Stored data entries ▸
———

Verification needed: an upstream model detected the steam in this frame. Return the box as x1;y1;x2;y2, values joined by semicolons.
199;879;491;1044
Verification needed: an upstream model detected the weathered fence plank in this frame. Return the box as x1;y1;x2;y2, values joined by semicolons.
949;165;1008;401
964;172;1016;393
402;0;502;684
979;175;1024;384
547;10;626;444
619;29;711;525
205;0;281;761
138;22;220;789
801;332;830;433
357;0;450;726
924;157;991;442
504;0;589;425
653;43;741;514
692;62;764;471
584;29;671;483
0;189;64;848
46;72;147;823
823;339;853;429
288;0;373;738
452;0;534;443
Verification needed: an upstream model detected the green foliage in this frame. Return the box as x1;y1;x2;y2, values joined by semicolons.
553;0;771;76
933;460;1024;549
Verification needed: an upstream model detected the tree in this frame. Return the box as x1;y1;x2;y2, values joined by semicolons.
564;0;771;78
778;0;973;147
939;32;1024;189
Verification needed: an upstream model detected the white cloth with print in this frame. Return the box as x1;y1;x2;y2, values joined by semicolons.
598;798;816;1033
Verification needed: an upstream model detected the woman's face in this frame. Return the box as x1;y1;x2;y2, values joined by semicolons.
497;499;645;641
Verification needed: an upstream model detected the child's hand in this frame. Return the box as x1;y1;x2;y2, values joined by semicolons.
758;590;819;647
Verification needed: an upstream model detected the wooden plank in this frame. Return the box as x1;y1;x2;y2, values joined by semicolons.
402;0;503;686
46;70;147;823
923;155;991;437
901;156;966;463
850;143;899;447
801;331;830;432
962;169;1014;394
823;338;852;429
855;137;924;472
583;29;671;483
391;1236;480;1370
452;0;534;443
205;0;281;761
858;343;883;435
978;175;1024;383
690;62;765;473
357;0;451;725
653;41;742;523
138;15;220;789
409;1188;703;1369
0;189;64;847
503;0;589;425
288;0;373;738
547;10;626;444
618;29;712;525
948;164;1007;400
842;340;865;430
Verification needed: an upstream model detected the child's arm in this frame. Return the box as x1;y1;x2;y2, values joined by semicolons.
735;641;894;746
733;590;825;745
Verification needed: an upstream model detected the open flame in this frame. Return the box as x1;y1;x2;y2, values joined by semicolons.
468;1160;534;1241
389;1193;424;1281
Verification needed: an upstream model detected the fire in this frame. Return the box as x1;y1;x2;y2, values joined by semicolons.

———

Problem to solve ▸
Write out an exact transcription of the line with "Verification needed: an upstream model detected the open" and of each line after it; stop at the end of the records.

Response box ▸
Verification needed: an upstream model detected the open flame in this frame. Return the box as x1;y1;x2;y2, values joined by semicolons.
468;1160;534;1241
389;1193;424;1281
Verification needed: an upstream model detected the fire in this frame. Return the box as x1;y1;x2;y2, values joined by semicolons.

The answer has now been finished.